> WORK REQUIRED:
Copy out the records between the line holding "Outline hazy sky." and the line holding "xmin=100 ymin=0 xmax=729 ymax=274", inclusive, with the requests kept as they are. Add 29 to each coordinate in the answers.

> SOURCE DATA:
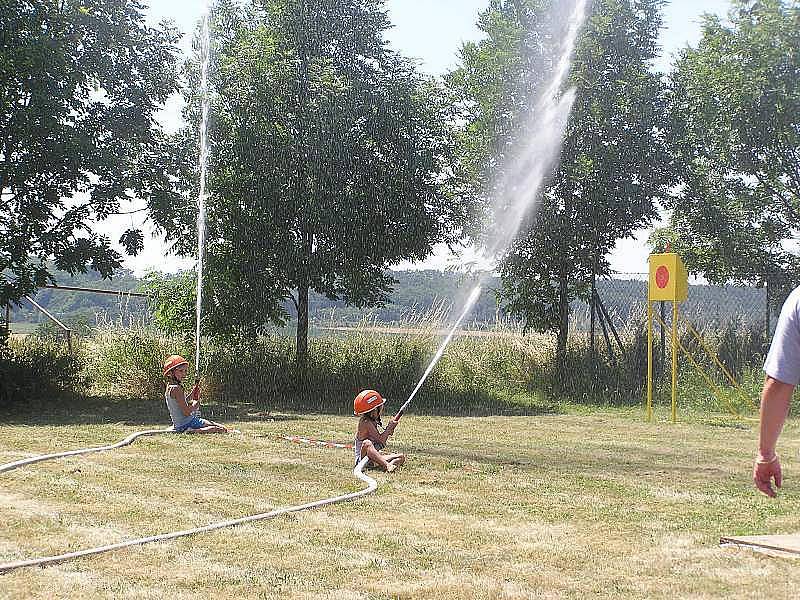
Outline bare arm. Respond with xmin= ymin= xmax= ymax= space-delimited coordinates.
xmin=753 ymin=375 xmax=794 ymax=498
xmin=358 ymin=421 xmax=394 ymax=446
xmin=169 ymin=385 xmax=200 ymax=417
xmin=758 ymin=375 xmax=794 ymax=460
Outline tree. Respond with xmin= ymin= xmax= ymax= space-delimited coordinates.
xmin=162 ymin=0 xmax=464 ymax=365
xmin=450 ymin=0 xmax=670 ymax=364
xmin=0 ymin=0 xmax=178 ymax=305
xmin=654 ymin=0 xmax=800 ymax=294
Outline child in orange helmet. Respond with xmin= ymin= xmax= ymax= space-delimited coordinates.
xmin=353 ymin=390 xmax=406 ymax=473
xmin=164 ymin=354 xmax=228 ymax=433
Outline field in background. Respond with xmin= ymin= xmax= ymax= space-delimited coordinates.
xmin=0 ymin=401 xmax=800 ymax=600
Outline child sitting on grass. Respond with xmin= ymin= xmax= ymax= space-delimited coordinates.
xmin=353 ymin=390 xmax=406 ymax=473
xmin=164 ymin=354 xmax=228 ymax=433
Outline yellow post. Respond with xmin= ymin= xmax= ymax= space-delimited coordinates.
xmin=647 ymin=252 xmax=689 ymax=423
xmin=647 ymin=300 xmax=653 ymax=421
xmin=672 ymin=302 xmax=678 ymax=423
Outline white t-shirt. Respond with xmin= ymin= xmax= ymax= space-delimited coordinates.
xmin=764 ymin=286 xmax=800 ymax=385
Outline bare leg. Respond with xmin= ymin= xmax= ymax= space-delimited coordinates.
xmin=384 ymin=454 xmax=406 ymax=473
xmin=186 ymin=424 xmax=228 ymax=433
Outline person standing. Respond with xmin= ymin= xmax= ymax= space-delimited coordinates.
xmin=753 ymin=286 xmax=800 ymax=498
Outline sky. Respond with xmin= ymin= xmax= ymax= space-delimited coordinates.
xmin=103 ymin=0 xmax=729 ymax=275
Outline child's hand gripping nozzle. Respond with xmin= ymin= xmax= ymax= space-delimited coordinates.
xmin=189 ymin=378 xmax=201 ymax=417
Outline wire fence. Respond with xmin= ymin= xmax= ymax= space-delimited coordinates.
xmin=0 ymin=274 xmax=782 ymax=414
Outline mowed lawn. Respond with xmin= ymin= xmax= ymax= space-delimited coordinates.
xmin=0 ymin=410 xmax=800 ymax=599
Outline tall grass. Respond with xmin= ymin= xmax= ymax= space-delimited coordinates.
xmin=0 ymin=336 xmax=88 ymax=408
xmin=0 ymin=313 xmax=765 ymax=415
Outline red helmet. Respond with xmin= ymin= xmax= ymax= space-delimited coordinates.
xmin=164 ymin=354 xmax=189 ymax=377
xmin=353 ymin=390 xmax=386 ymax=415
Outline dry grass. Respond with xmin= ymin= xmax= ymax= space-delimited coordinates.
xmin=0 ymin=411 xmax=800 ymax=599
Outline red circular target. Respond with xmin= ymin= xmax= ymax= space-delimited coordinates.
xmin=656 ymin=265 xmax=669 ymax=289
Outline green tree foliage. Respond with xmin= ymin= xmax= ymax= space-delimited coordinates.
xmin=655 ymin=0 xmax=800 ymax=284
xmin=159 ymin=0 xmax=464 ymax=363
xmin=0 ymin=0 xmax=178 ymax=305
xmin=142 ymin=271 xmax=197 ymax=337
xmin=450 ymin=0 xmax=670 ymax=357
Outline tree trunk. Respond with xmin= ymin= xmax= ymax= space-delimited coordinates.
xmin=295 ymin=284 xmax=308 ymax=372
xmin=589 ymin=273 xmax=597 ymax=363
xmin=556 ymin=266 xmax=569 ymax=369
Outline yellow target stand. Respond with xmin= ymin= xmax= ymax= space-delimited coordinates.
xmin=647 ymin=252 xmax=689 ymax=423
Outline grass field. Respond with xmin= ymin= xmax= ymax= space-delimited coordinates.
xmin=0 ymin=401 xmax=800 ymax=599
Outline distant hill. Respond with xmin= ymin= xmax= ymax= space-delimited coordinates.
xmin=4 ymin=270 xmax=775 ymax=330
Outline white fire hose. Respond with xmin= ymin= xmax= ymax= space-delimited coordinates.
xmin=0 ymin=429 xmax=378 ymax=574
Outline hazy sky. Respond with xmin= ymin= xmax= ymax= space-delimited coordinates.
xmin=100 ymin=0 xmax=729 ymax=274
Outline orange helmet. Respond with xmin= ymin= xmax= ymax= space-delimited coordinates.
xmin=353 ymin=390 xmax=386 ymax=415
xmin=164 ymin=354 xmax=189 ymax=377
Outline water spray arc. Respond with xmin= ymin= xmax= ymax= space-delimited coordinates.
xmin=398 ymin=0 xmax=588 ymax=414
xmin=194 ymin=12 xmax=211 ymax=378
xmin=485 ymin=0 xmax=588 ymax=260
xmin=397 ymin=285 xmax=482 ymax=415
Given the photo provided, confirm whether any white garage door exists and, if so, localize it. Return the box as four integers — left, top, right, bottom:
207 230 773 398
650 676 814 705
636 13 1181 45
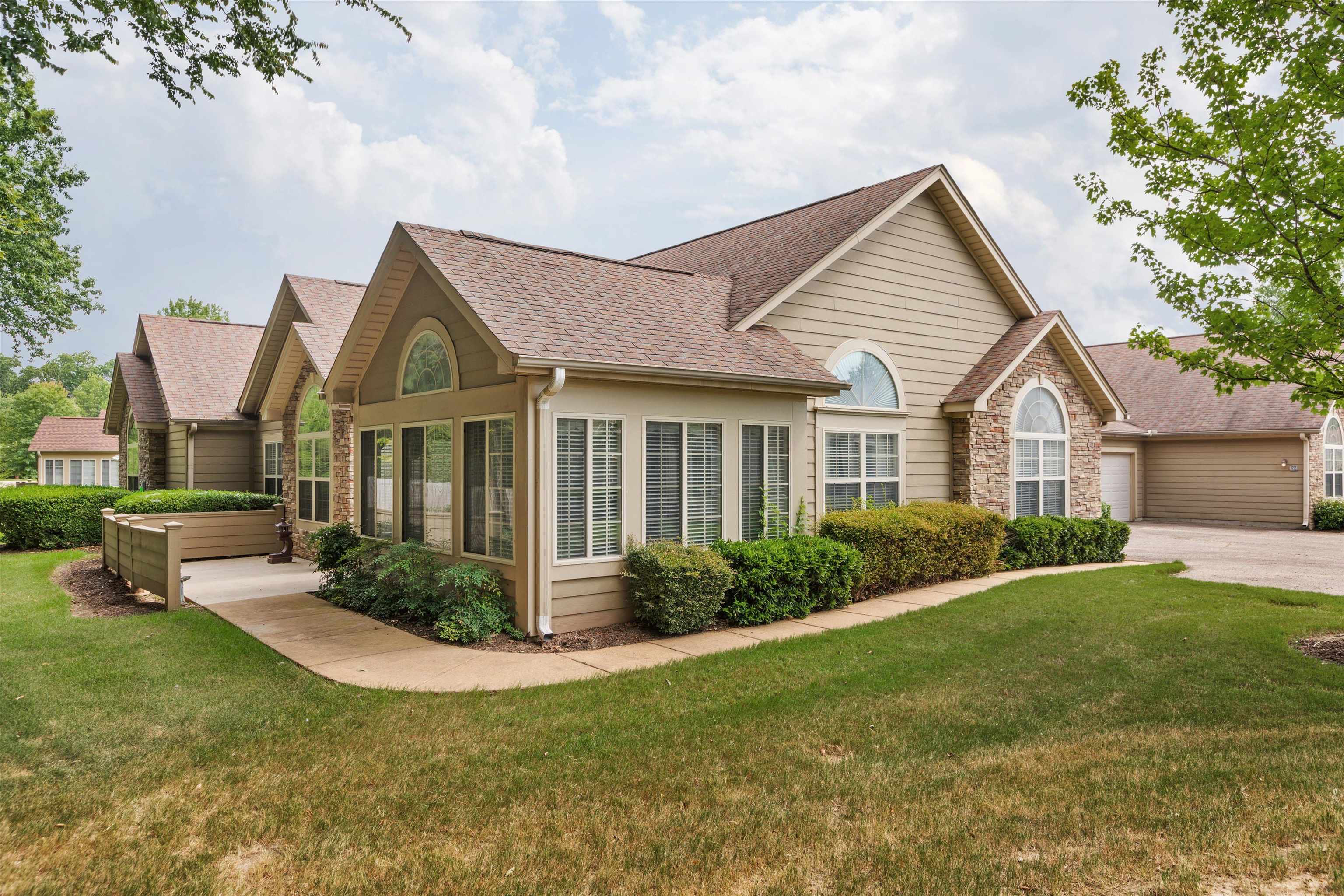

> ANSWER TO THIS PROBLEM:
Outline hazy sky. Respond with xmin= ymin= xmax= ymax= space-delimited coordinates.
xmin=129 ymin=29 xmax=758 ymax=303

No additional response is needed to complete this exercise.